-- start of Page excerpt --

And instead of doing an Ed show text survey tonight, we have a charitable text opportunity.  We‘ve never done this, and we hope you respond.

If you text the word “Haiti” to 90999, a donation of $10 will be given automatically to the Red Cross.  It will be charged to your cell phone bill, and we certainly hope you pick one of the charities out and help these folks out tonight.  It is absolutely devastating. 

Coming up, we will continue to bring you the latest on the story as it unfolds in Haiti. 

And only Rush Limbaugh would find a way to turn this grief of the Haitian people into an opportunity to attack the president of the United States over race.  That‘s “Psycho Talk.”  

Plus, the president is finally showing his cards on health care. 

Congressman Dennis Kucinich will join me in just a moment.

It‘s all coming up on THE ED SHOW.  Stay with us. 


SCHULTZ:  And welcome back to THE ED SHOW.

There was other news tonight.  It‘s about health care.

The negotiations are in trouble.  It‘s not good.

Today, the president took the lead.  He‘s finally showing his cards.  He spent four hours in negotiations with Democratic leaders, from both sides of the Congress as well.

This administration has asked House progressives to accept a lot of compromises.  The public option out, the excise tax still being negotiated, all, of course, to keep the Senate happy. 

Now the tables are turned.  The president wants a national health insurance exchange not run by the states, which, of course, could open the door down the road to that of a public option.  That is the House idea, but the Senate doesn‘t like it.  They want every state to run their own exchange.

Joining me now is Congressman Dennis Kucinich of Ohio, and former presidential candidate.

Dennis, good to have you on tonight.

REP. DENNIS KUCINICH (D), OHIO:  Good to be you.

-- end of Page excerpt --

## Short exercise 1
In the show transcript, what word do viewers text to 90999 to give $10 to the Red Cross?
## Short exercise 2
Carry the show transcript forward from its last line, the reply "Good to be you."

-- start of Raw data --

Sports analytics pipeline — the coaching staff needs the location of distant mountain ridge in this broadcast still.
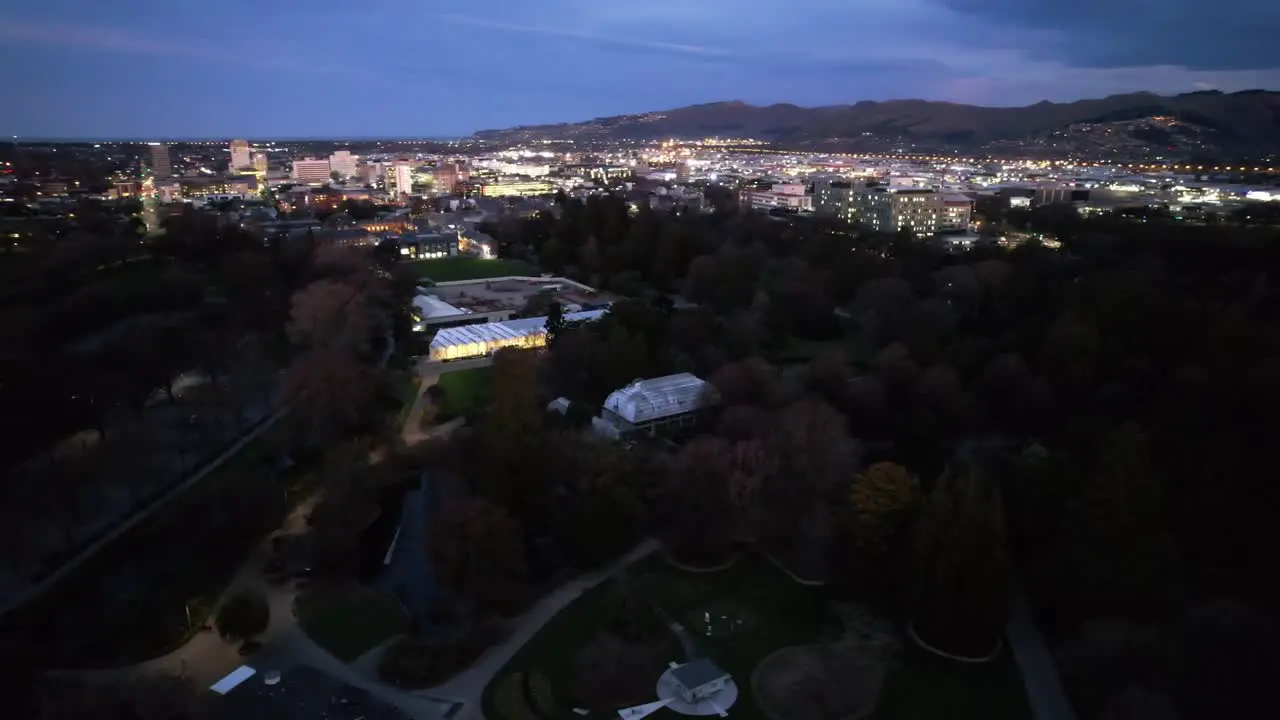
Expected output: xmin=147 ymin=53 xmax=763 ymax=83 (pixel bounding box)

-- end of Raw data --

## Task answer 1
Haiti

## Task answer 2
SCHULTZ:  I know you‘re a single payer guy.  I know you‘re an advocate for the people.  But at this point it appears that there are still some major roadblocks as we head into the final moments of all of this. 

How do you see it at this hour? 

KUCINICH:  Well, actually, the principal roadblock right now is this excise tax of 40 percent.  Let me run through the numbers very quickly, Ed. 

If you get $1,000 a month in health care benefits, that‘s $12,000 a year.  They‘ll let you have the first $8,500 free.  They will tax the remaining $3,500 at 40 percent. 

That‘s $1,440 in taxes you‘ll pay a year.  Now, if you‘re a worker, and you‘re working 2,000 hours a year—that‘s 40 hours a week times 50 -- you‘re going to be giving 70 cents an hour back in taxes for this because you have a decent health care plan. 

This excise tax is a nonstarter.  And I think that you‘re finding great resistance inside the Democratic Caucus.  And no matter what the Senate wants to do, I can tell you, in the House of Representatives, this bill is in trouble if they think they can keep the excise tax in it. 

SCHULTZ:  OK.  So, Congressman, do you think that there are enough liberals in the Congress over on the House side that would vote against it if the Senate version of the excise tax is in there?  That would be dead on arrival, in your opinion?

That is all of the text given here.